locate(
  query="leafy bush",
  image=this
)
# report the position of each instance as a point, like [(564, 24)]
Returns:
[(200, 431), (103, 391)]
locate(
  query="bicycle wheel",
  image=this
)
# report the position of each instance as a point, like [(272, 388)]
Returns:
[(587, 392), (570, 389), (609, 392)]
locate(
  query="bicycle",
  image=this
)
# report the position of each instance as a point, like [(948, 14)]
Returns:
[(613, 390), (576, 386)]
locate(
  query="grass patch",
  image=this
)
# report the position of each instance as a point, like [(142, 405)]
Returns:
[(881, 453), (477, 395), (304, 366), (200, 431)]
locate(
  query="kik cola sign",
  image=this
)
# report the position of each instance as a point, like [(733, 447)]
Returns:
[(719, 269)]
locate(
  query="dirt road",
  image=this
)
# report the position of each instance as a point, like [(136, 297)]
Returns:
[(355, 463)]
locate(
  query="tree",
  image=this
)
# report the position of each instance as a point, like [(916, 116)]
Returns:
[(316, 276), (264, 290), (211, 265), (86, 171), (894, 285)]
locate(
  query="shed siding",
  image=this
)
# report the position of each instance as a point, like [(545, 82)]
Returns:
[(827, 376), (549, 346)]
--
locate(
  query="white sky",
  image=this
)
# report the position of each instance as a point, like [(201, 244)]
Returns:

WHAT TO WORK ON: How many lines in the material above contain the string "each", with case taken into account? Reply with the number alone.

TASK SOLUTION: 9